*TASK:*
Copy the stretch of the motherhood piece from "A common symptom" through "crossing the road." word for word.

Word of warning: to anyone thinking of having a baby to “save the marriage”….. bahahahahahahahaha….. idiots. Don’t.
Oh look at that sad story about the sick child. That’s awful. That poor family
Gaaaaaaahhh…. gulp… sob… whaaaaa *ugly cry*…. wwhhyyyy? Uugghhhhh…. *snot drip*
Incurable. You’re done for. From now on you simply won’t be able to handle any story about a child being sick, injured, mistreated, killed…. it’s just more than your heart can bear. Honestly, it’s like a switch flicks inside your heart and forevermore you are 23 times more sensitive to the suffering of any child. You can’t help but imagine your own child in that situation and it’s unbearable.
A common symptom of this condition is violent rage i.e. the need to hunt down and mutilate anyone who has ever hurt a child.
Me: *watching story about child abuse*
Husband: Are you ok?
Husband: Wait, what’s just happened to your face? Why crazy eyes? What’s going on, you’re scaring me.
Me: Just plotting a revenge attack… relax!
WORST CASE SCENARIO
Look both ways before crossing the road.
We are all going to be killed.
Not good. Motherhood is like a supercharge to the imagination. All of a sudden a simple climb up the stairs can turn into a possible life or death situation when you can see the worst possible outcome of every situation. It might just be a flash in the back of your mind. A quick glimpse into an alternate universe where a walk down the street ends in an emergency room visit, but there’s a constant nagging that your child is incredibly non-permanent. And the worries are only going to grow. Riding a bike, learning to drive, travelling overseas…. holy shit, I can’t cope…
THE RISE OF CHATTY CATHY
Very busy, keep walking, nothing to see here
Oh hi! How old’s your little one? Oh he’s adorable! Let’s be best friends!!

*RECORDS SUPPLIED:*

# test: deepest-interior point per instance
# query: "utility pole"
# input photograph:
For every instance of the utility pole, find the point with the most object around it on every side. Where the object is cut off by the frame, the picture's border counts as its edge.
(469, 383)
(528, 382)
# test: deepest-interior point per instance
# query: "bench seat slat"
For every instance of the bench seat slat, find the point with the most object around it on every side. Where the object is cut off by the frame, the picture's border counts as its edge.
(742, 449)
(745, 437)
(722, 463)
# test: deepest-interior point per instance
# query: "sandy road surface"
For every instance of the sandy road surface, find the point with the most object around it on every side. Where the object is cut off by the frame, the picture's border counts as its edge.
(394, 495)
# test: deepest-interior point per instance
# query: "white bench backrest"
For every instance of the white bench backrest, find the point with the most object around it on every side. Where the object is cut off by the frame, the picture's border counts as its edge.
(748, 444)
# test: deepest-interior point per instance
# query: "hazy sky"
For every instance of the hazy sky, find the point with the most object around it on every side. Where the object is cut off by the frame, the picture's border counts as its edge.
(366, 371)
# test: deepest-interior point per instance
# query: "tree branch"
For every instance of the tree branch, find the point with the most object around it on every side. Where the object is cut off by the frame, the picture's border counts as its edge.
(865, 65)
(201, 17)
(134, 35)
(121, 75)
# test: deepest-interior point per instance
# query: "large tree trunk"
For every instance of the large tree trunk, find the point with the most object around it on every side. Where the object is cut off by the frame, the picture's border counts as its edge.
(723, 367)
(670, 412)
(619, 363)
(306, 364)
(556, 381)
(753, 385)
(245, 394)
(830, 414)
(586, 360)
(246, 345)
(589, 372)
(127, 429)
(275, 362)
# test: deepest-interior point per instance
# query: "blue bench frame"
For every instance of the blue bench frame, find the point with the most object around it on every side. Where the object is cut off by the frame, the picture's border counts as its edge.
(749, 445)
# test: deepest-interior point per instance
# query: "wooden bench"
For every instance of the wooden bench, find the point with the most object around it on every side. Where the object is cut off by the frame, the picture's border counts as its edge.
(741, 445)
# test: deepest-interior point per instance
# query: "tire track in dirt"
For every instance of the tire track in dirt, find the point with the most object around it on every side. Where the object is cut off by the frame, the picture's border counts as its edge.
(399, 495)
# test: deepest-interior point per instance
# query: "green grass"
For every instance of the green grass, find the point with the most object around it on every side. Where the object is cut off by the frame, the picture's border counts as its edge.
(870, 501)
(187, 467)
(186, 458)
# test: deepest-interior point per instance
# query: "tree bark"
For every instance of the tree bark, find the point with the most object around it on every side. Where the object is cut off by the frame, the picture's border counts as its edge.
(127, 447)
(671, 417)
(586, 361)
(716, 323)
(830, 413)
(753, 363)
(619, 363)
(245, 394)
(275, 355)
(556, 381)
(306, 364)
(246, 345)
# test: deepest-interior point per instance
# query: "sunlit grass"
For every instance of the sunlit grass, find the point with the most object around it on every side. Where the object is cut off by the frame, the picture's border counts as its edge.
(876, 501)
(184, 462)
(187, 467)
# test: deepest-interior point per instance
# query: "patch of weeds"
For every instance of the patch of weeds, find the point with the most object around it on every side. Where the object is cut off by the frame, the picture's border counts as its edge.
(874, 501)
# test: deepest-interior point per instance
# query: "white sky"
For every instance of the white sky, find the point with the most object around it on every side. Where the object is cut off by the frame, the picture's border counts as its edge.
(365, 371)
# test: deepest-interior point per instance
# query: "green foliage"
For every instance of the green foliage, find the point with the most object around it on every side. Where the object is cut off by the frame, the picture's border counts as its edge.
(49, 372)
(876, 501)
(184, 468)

*SOLVED PROBLEM:*
A common symptom of this condition is violent rage i.e. the need to hunt down and mutilate anyone who has ever hurt a child.
Me: *watching story about child abuse*
Husband: Are you ok?
Husband: Wait, what’s just happened to your face? Why crazy eyes? What’s going on, you’re scaring me.
Me: Just plotting a revenge attack… relax!
WORST CASE SCENARIO
Look both ways before crossing the road.